== The problem ==
Exclude all images and print the entries below exactly.

[Collected data]
#####
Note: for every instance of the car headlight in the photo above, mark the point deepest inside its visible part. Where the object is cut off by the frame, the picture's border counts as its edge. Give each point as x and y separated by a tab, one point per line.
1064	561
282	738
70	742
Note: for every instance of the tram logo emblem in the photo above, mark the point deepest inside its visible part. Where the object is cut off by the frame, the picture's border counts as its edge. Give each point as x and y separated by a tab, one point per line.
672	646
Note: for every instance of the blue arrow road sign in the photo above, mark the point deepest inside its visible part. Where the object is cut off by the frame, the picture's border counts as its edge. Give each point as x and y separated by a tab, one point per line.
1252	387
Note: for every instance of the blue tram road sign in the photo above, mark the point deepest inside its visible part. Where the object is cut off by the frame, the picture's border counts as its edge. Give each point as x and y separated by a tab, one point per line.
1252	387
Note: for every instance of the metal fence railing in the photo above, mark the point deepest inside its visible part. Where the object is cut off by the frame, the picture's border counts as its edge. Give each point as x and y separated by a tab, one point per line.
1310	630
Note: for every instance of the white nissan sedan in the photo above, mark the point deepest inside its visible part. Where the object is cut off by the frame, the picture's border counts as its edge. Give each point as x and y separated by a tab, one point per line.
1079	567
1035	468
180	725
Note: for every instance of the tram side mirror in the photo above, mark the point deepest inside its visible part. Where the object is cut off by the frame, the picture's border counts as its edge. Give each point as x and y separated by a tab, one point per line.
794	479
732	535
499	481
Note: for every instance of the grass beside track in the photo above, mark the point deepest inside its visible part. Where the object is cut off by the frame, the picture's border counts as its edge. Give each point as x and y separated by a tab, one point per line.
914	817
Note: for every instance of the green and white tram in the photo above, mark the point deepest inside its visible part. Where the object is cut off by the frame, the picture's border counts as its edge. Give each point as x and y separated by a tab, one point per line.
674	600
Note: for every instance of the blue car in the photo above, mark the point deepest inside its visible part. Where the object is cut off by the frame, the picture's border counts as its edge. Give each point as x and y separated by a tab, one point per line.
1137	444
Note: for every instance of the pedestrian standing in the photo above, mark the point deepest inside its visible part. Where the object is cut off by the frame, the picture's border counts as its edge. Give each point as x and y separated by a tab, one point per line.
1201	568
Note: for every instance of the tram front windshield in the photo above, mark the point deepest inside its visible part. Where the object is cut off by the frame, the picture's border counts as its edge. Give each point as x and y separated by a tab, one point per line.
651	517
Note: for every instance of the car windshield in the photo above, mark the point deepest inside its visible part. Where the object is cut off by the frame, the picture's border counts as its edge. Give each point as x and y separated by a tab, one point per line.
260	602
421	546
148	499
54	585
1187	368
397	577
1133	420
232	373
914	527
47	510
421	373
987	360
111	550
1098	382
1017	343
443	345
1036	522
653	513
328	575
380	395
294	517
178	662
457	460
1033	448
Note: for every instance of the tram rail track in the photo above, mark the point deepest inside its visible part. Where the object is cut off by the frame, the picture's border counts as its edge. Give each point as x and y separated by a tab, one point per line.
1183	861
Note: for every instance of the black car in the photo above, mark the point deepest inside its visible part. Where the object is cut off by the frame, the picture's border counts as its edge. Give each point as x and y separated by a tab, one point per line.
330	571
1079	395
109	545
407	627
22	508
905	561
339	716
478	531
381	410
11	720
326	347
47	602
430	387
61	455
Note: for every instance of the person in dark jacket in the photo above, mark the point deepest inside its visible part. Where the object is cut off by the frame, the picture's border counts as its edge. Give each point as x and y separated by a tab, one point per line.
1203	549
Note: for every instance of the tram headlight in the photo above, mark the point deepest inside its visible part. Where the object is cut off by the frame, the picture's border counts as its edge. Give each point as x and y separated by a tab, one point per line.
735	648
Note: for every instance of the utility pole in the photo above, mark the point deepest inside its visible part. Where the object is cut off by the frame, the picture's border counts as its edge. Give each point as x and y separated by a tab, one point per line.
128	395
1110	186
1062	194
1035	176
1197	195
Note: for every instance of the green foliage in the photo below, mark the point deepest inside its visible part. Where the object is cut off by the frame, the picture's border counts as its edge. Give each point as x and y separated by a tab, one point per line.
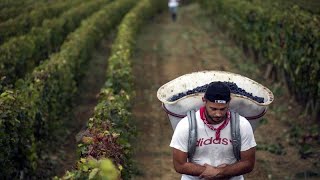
#####
== Result of the task ==
Note: for every instance of the car headlight in the photo above, mark the point deepest inside its visible part. Where the object is cut off by the frame, the picture's border counts as its edge. Give each point as x and y separated by a tab, one point per line.
1064	561
282	738
70	742
Note: for every instance of the tram logo emblem in the photo above, mark the point deepest inside its visible part. Where the object is cut off by the frame, the picture's border counts as its edge. Give each point as x and y separated by a tab, one point per line.
672	646
Note: for every instance of the blue arrow road sign in the photo above, mark the point deepest inside its visible part. Where the object is cut off by the frame, the picture's border counts as its edge. Give each point as x and y separated by a tab, one point per line.
1252	387
Note: for every instance of the blue tram road sign in the photo above, mark the point deepest inside its visible part. Where the object is cut off by the frame, the picture's border counts as its edge. Give each point as x and y separated by a tab, one point per line.
1252	387
Note: for every instance of the metal fence railing in the photo above, mark the point deepest inside its visible part. Where the object is cut off by the frame, the picture's border counts as its edge. Give each point as x and y separated by a tab, one point per line.
1310	630
Note: for every instance of the white nissan sedan in the photo above, mark the point deepest inside its visible part. Where the object is cut off by the frame, the picture's border counts as its edge. Give each point as x and y separated by a tab, one point per line.
1079	567
1035	468
180	725
Note: for every instance of the tram side mirror in the photo above, mark the point deepest inside its visible part. Where the object is cut off by the frame, the picture's border counts as its edge. Give each point as x and y separated by a tab, one point per line.
794	479
732	535
499	481
Note: for every instance of the grass beside track in the photo above, mark the point deepest inside its visible part. Where the object is cut off by the frame, the picture's border counts as its edge. Give each point as x and y separated by a tab, one point per line.
914	817
Note: for every instance of the green and white tram in the photo above, mark the point deepest inside its visible part. Where the object is cut off by the frame, the picture's border counts as its edge. Give each point as x and y separated by a tab, one point per line.
674	600
Note: for every instance of the blue car in the photo above, mark the point deepest inside its visible part. Where the object is cut off by the frame, the picture's border counts as its edge. Give each point as x and y separated by a tab, one point per line.
1137	444
Note: for every instance of the pedestrian standing in the photo above, mark the point deepest inside its visible part. Where the object is cut off by the frame, the picture's border counts as its edge. Give each point as x and y separated by a tab, one point per line.
1201	568
Note: for every instance of the tram front windshield in the photo above, mark the point deepest inside its visible part. Where the object is cut off by the frame, the picture's border counts as its edge. Give each point as x and y separated by a tab, one point per line.
651	517
Note: for every instance of the car windshield in the photo above, mark the point deepest inside its visible part. Where the object is cut off by the frame, the picture's border counts as its edge. Give each point as x and y separated by a tab, one point per line.
260	602
421	546
148	499
54	585
1187	368
397	577
1133	420
232	373
914	527
47	510
421	373
987	360
111	550
1098	382
1017	343
443	345
1036	522
653	513
328	575
380	395
294	517
178	662
457	460
1033	448
Note: for every instance of the tram rail track in the photo above, mark the point deepest inside its visible part. Where the object is cut off by the frame, the picture's border counts as its edge. Give each point as x and y separated by a tab, one point per line.
1183	861
Note: for every instance of the black car in the photo above, mark the point deepest inside its visible part. Where the object is cut off by the frame, the picture's border counts as its edge. Give each point as x and y separated by a tab, one point per line.
330	571
1079	395
109	545
407	627
22	508
905	561
339	716
478	531
381	410
11	720
326	347
47	602
430	387
61	455
Note: for every instance of the person in dark jacket in the photo above, mark the point deepest inside its visible part. Where the object is cut off by the frame, the picture's border counts as its edge. Give each point as x and y separated by a tab, one point per line.
1203	549
Note: for every instance of the tram headlight in the photo above, mark the point deepest inside its visible part. Where the object is cut off by the frame, the picture's border counts as its edge. Give each point as x and y separated by a tab, one point per line.
735	648
Note: for every instance of the utility pole in the photo above, mark the point deepest inside its visible part. Where the object is cut off by the frame, the picture's border counts as its edge. Give each point as x and y separated by a tab, one point per line.
128	395
1110	186
1062	194
1035	176
1197	195
Note: for every instance of the green foliage in the photo below, mark the point deepest inside its visible part. Where the object is cut off by the frame, the picture's border counts as its edge. Give each point as x and y separated by a tab, one point per line.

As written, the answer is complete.